--- Problem requirements ---
Echo the following lines back exactly, leaving the pictures out of your answer.

(Records from a data collection)
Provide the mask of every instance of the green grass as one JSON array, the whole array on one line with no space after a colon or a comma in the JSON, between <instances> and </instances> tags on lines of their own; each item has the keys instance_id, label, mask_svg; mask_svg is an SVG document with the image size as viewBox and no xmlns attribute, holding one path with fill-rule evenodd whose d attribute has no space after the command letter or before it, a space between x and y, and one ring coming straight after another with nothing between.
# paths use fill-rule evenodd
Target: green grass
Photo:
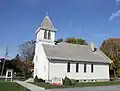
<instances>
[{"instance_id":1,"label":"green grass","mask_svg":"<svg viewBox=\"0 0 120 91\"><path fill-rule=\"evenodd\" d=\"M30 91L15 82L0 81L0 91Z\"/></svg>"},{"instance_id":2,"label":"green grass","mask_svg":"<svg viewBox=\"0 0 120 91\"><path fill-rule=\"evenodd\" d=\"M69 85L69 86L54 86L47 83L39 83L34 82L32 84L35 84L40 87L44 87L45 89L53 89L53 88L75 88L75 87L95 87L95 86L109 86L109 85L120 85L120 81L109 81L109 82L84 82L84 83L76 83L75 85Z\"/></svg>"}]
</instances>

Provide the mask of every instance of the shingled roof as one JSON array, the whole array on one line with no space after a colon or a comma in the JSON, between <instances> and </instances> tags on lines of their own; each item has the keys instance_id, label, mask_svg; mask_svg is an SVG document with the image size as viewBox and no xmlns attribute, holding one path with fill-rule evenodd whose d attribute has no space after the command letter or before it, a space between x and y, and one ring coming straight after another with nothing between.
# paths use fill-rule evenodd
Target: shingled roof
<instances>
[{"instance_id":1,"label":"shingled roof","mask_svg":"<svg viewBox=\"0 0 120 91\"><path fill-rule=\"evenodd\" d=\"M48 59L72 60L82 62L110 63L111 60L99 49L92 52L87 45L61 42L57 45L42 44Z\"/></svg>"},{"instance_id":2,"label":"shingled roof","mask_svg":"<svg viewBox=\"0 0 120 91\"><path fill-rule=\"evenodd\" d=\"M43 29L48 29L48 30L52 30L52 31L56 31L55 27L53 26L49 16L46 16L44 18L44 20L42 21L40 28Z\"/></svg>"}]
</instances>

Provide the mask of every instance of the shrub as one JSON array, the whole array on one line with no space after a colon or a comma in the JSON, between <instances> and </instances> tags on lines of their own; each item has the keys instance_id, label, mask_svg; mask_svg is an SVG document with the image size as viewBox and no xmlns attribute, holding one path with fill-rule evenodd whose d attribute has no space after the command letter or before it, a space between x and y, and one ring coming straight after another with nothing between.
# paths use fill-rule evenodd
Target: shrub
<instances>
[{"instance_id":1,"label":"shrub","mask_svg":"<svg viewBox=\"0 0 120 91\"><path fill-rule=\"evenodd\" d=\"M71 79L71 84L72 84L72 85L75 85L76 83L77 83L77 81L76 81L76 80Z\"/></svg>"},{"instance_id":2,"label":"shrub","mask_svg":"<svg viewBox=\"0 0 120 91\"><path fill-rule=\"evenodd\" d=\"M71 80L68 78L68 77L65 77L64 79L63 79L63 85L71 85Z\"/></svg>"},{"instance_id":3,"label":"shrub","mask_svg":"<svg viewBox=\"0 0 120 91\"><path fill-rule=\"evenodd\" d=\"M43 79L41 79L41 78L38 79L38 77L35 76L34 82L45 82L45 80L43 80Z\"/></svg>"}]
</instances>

--- Solution for this task ---
Provide the mask of every instance of the green grass as one JSON array, the whole array on one line with no space after a colon or a comma in the JSON, between <instances> and </instances> tags on lines of their own; each item has the keys instance_id, label, mask_svg; mask_svg is an SVG document with the image size as viewBox and no xmlns attribute, holding one path with fill-rule evenodd whose d attribute has no space after the command letter or before it, a space between x and y, and one ring coming straight after another with nothing between.
# paths use fill-rule evenodd
Target: green grass
Photo:
<instances>
[{"instance_id":1,"label":"green grass","mask_svg":"<svg viewBox=\"0 0 120 91\"><path fill-rule=\"evenodd\" d=\"M30 91L15 82L0 81L0 91Z\"/></svg>"},{"instance_id":2,"label":"green grass","mask_svg":"<svg viewBox=\"0 0 120 91\"><path fill-rule=\"evenodd\" d=\"M69 85L69 86L54 86L47 83L39 83L34 82L32 84L35 84L40 87L44 87L45 89L53 89L53 88L75 88L75 87L95 87L95 86L109 86L109 85L120 85L120 81L109 81L109 82L84 82L84 83L76 83L75 85Z\"/></svg>"}]
</instances>

Provide the mask of every instance of the shingled roof as one JSON array, the whole array on one line with no space after a colon or a comma in the JSON, between <instances> and </instances> tags on lines of their own; each item has the keys instance_id, label, mask_svg; mask_svg is an SVG document with the image size as viewBox and no xmlns attribute, holding one path with fill-rule evenodd whose d attribute has no space after the command letter or before it, a space between x and y, and one ring coming straight after another with nothing between.
# paths use fill-rule evenodd
Target: shingled roof
<instances>
[{"instance_id":1,"label":"shingled roof","mask_svg":"<svg viewBox=\"0 0 120 91\"><path fill-rule=\"evenodd\" d=\"M48 59L72 60L82 62L110 63L111 60L99 49L92 52L87 45L61 42L57 45L42 44Z\"/></svg>"},{"instance_id":2,"label":"shingled roof","mask_svg":"<svg viewBox=\"0 0 120 91\"><path fill-rule=\"evenodd\" d=\"M43 29L48 29L48 30L52 30L52 31L56 31L55 27L53 26L49 16L46 16L44 18L44 20L42 21L40 28Z\"/></svg>"}]
</instances>

Provide the mask of every instance of the shrub as one JSON array, the whole array on one line with no space after a colon or a comma in the JSON, between <instances> and </instances> tags on lines of their own; each item has the keys instance_id, label, mask_svg; mask_svg is an SVG document with the image size as viewBox and no xmlns attribute, holding one path with fill-rule evenodd whose d attribute has no space after the command letter or before it, a space between x and y, and one ring coming straight after another with nothing between.
# paths use fill-rule evenodd
Target: shrub
<instances>
[{"instance_id":1,"label":"shrub","mask_svg":"<svg viewBox=\"0 0 120 91\"><path fill-rule=\"evenodd\" d=\"M71 79L71 84L72 84L72 85L75 85L76 83L77 83L77 81L76 81L76 80Z\"/></svg>"},{"instance_id":2,"label":"shrub","mask_svg":"<svg viewBox=\"0 0 120 91\"><path fill-rule=\"evenodd\" d=\"M71 80L68 78L68 77L65 77L64 79L63 79L63 85L71 85Z\"/></svg>"},{"instance_id":3,"label":"shrub","mask_svg":"<svg viewBox=\"0 0 120 91\"><path fill-rule=\"evenodd\" d=\"M43 79L41 79L41 78L38 79L38 77L35 76L34 82L45 82L45 80L43 80Z\"/></svg>"}]
</instances>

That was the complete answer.